■ Source extract
#####
The glucose is used first. The lac operon is transcribed only slightly because the CAP protein needed for high levels of transcription is inactive when CAP is by itself.

Question 26

If there is a lack of CAP binding, what does this say about glucose and lactose levels?

Answer 26

Glucose and lactose must both be present.

Question 27

What happens when there is no glucose but there is lactose?

Answer 27

The absence of glucose causes cyclic AMP (cAMP) to accumulate. cAMP binds to the CAP protein, which forms a complex that will activate the Lac Operon as long as the Lac repressor is also absent.

Question 28

What does the cAMP-CAP complex do?

Answer 28

CAP binding enhances the binding of RNA polymerase to the promoter.

Question 29

What is the binding site for the cAMP-CAP complex called?

Answer 29

The CAP site.

Question 30

When there is a high rate of transcription, what does this say about glucose and lactose levels?

Answer 30

Glucose is absent and lactose must be present.

Question 31

What is Anabolism? Is it inducible or repressible?

Answer 31

The biosynthesis of a substance. It is repressible meaning that the cell will keep making components unless it has enough, then it will be repressed.

Question 32

What happens when the amino acid tryptophan level is low?

Answer 32

The entire Trp operon is transcribed in order to synthesize tryptophan.

Question 33

How many enzymes does the trp operon have?

Answer 33

It includes 5 enzymes.

Question 34

What happens when the amino acid tryptophan levels are high?

Answer 34

The Trp operon will be repressed.

Question 35

Describe the mechanism for Trp operon repression.

Answer 35

The trpR gene produces a repressor trpR protein. This will bind to tryptophan to form an active complex which binds to the operator to repress it.

Question 36

What acts as the repressor and co-repressor in tryptophan repression?
#####
■ Problems to work on
(1) In one to three sentences, explain how, according to the operon review text, the lac operon becomes activated when glucose is absent but lactose is present.
(2) Write the next part of the operon review text, picking up right after its final line.
These data are separate material, unrelated to the operon review text.

Collected data entries
#####
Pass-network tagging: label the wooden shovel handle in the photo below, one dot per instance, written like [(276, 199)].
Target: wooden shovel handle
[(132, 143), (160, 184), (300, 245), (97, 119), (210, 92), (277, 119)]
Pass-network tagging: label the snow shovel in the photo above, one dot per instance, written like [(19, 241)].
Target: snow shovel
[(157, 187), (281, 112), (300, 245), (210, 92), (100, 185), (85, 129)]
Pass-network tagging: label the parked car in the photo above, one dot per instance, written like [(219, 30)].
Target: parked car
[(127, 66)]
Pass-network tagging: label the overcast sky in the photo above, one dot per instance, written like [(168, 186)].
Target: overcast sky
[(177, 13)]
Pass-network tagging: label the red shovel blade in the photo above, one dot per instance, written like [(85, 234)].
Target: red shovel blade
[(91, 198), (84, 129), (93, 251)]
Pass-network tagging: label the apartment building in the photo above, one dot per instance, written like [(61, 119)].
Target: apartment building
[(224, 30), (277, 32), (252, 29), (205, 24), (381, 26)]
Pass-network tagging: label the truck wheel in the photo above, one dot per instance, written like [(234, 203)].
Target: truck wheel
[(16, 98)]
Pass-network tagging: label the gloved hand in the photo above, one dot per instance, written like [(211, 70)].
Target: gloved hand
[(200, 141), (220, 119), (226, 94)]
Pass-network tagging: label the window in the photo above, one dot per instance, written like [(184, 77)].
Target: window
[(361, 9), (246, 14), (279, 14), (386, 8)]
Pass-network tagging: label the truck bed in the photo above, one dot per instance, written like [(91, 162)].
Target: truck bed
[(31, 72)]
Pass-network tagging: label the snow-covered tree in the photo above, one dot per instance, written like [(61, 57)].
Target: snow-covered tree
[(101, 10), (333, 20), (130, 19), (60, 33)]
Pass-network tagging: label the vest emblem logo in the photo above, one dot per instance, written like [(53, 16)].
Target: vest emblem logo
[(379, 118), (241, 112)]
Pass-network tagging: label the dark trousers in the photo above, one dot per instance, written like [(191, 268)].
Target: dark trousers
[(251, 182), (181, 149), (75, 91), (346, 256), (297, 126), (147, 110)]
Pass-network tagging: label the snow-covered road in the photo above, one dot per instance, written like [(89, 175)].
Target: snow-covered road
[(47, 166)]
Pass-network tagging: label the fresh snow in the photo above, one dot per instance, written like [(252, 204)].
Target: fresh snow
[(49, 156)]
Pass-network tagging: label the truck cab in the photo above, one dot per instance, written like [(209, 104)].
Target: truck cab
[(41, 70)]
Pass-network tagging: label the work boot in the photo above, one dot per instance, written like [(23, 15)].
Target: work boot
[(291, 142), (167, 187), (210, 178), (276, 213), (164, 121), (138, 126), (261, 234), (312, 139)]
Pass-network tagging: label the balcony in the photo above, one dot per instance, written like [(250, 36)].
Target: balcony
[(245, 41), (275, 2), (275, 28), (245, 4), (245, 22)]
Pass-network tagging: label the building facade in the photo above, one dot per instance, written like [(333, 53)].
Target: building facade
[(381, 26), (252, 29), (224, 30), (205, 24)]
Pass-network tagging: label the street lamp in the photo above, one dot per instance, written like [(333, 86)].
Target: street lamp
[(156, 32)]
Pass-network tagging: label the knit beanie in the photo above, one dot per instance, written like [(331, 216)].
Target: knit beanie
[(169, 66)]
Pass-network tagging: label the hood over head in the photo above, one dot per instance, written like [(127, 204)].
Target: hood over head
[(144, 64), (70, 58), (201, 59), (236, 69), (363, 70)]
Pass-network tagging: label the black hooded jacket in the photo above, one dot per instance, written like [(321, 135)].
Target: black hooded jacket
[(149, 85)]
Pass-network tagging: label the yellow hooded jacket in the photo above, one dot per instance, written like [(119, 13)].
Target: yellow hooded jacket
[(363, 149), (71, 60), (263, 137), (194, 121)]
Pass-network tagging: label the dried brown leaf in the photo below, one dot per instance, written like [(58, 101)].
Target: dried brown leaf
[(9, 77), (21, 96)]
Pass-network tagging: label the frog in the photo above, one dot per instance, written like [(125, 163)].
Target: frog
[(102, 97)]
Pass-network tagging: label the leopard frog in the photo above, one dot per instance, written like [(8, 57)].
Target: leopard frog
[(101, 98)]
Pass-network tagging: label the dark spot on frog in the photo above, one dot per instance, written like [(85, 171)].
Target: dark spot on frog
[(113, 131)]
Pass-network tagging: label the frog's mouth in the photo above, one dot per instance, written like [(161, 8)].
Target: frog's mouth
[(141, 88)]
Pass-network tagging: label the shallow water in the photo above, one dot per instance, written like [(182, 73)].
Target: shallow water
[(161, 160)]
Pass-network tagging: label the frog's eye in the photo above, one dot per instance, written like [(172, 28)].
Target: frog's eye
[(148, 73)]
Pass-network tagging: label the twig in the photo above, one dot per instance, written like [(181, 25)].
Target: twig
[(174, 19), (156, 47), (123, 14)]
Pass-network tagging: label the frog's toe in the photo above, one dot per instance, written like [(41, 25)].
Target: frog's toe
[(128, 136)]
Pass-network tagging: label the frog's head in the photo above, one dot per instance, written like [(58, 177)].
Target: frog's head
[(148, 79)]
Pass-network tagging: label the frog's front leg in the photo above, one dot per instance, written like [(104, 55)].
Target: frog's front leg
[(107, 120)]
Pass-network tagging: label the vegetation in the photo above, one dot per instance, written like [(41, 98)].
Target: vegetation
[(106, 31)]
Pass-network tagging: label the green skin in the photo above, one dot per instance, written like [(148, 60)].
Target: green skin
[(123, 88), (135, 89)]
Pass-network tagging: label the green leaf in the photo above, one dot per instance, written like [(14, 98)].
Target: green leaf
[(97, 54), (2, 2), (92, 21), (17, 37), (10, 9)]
#####
■ Set of answers
(1) Without glucose, cyclic AMP (cAMP) accumulates and binds to the CAP protein. The resulting cAMP-CAP complex activates the lac operon as long as the lac repressor is also absent, because CAP binding enhances the binding of RNA polymerase to the promoter.

(2)
Answer 36

The trpR protein is the repressor. Tryptophan is the co-repressor.

Question 37

What is a co-repressor?

Answer 37

A small molecule that binds to a repressor, which is usually a protein.

Question 38

When will tryptophan act as a repressor?

Answer 38

Only when we have sufficient tryptophan that we don't need to produce anymore.

Question 39

T/F: The trpR protein is active by itself.

Answer 39

False! It is inactive unless it is bound by its co-repressor, tryptophan.

Question 40

What is the most common method of genetic regulation in bacteria?

Answer 40

Predominantly at the level of transcription.

Question 41

T/F: Translational control is more common than transcriptional control.

Answer 41

False! Transcriptional control is more common than translational control.

Question 42

Describe the action of a translational regulatory protein.

Answer 42

A protein can bind outside the start codon and act as a translational repressor to prevent it from being translated.

Question 43

T/F: A translational regulatory protein can only bind to one place on the mRNA.

Answer 43

False. The protein can bind on multiple places, such as the 5' end and start codon, to prevent translation.

Question 44

What is the Antisense RNA?

Answer 44

It is another RNA that can bind to the mRNA to prevent translation by preventing the ribosome from assembling and binding to the 5' of the mRNA.

Question 45

What is an example of using Antisense RNA to inhibit translation?

Answer 45

Regulating the amount of water in a bacterial cell (osmoregulation).

Question 46

What produces the Antisense RNA?

Answer 46

The micF gene produces the antisense RNA.

Question 47

What does micF do?

Answer 47

Binds to the ompF RNA to prevent translation and reduce pores that bring water into the cell.

Question 48

What is an example of posttranslational regulation?

Answer 48

A common mechanism to regulate the activity of allosteric enzymes is feedback inhibition.

Question 49

What are allosteric enzymes?

Answer 49

Enzymes that can exist in different shapes to be either active or inactive.

Question 50

What is feedback inhibition?

Answer 50

This is when the final product will go back and inhibit the first enzyme by binding to the regulatory site.

Question 51

What are the sites in an allosteric enzyme? What enzyme in the feedback loop would this be?

Answer 51

It has a catalytic and regulatory site to be either active or inactive. Enzyme 1 is an allosteric enzyme.